* Exercise brief:
Quote every one of the records below word for word.

#### Records provided

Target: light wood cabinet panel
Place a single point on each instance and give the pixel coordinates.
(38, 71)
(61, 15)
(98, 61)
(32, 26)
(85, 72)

########

* Task response:
Target: light wood cabinet panel
Place a single point on each instance and give the pixel coordinates.
(38, 71)
(61, 15)
(98, 61)
(32, 26)
(85, 72)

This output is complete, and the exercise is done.